» PROBLEM DESCRIPTION:
Show me every line in the listing that has the word "crowd".
===== EXTRACTED RECORDS =====
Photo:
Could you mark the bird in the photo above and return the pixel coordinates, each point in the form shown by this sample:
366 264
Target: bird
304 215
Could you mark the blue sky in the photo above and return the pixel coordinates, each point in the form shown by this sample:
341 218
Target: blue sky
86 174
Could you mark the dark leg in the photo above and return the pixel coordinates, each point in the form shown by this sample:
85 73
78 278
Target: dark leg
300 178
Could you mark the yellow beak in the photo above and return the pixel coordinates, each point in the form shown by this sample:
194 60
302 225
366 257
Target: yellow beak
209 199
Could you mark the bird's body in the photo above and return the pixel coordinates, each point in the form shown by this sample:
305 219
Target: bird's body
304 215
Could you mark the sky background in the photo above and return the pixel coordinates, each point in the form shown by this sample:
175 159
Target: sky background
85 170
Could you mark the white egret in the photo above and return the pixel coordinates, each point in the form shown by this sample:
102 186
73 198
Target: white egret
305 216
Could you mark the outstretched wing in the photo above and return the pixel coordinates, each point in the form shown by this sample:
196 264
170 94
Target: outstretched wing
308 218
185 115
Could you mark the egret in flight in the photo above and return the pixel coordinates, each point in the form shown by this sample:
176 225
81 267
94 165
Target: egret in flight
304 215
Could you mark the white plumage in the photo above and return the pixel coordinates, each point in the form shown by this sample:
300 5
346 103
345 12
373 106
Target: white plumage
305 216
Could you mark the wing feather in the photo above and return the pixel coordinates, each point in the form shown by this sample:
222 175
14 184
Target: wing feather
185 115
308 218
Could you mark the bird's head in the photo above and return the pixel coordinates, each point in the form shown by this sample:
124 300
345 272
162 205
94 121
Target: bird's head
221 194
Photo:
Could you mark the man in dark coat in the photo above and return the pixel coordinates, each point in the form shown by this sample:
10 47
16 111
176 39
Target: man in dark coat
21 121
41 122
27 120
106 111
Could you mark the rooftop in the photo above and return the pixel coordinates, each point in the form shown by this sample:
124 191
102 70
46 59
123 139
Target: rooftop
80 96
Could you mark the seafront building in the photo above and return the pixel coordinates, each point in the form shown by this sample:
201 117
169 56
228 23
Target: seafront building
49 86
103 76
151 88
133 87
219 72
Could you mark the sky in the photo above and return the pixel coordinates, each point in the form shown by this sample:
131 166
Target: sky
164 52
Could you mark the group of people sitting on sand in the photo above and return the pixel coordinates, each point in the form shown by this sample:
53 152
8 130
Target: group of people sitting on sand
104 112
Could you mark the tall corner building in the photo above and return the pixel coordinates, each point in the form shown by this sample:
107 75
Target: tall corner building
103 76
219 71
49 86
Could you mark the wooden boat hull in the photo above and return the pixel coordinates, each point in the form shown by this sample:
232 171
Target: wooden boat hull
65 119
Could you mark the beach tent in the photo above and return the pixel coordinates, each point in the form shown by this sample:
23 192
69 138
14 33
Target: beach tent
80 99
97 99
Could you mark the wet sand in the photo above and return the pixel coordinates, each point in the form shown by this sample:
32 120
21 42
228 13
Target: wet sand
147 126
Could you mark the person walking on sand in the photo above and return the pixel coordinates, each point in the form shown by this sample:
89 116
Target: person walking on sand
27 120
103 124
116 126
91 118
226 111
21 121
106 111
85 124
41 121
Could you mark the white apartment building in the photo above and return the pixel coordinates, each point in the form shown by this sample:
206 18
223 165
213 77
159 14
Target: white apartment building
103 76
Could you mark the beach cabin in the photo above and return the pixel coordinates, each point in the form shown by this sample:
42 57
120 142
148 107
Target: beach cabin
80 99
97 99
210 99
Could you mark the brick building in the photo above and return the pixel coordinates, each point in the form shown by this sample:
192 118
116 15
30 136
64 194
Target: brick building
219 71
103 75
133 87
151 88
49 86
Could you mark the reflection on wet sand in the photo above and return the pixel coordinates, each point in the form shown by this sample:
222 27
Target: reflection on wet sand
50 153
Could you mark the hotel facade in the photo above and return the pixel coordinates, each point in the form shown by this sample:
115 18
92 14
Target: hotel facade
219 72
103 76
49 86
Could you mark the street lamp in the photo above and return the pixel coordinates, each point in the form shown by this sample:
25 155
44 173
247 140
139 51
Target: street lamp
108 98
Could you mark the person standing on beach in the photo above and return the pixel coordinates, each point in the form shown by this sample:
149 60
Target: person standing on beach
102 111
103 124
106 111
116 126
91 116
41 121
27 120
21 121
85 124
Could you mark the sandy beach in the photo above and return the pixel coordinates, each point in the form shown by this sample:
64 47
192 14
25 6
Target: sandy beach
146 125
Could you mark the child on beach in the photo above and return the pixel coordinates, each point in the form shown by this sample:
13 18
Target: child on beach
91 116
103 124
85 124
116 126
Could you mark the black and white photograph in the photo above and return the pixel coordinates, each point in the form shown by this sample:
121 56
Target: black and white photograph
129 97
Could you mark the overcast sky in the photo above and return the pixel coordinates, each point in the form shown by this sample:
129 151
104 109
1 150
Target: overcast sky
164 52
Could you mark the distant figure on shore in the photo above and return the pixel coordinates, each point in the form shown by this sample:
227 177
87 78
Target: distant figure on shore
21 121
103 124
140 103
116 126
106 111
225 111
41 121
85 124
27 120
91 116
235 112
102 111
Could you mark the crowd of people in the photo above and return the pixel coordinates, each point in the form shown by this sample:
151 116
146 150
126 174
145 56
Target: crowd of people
=====
» ANSWER SPACE:
Could you mark the crowd of people in the photo above and return the pixel coordinates, each point in the form shown by this sample:
Target: crowd of people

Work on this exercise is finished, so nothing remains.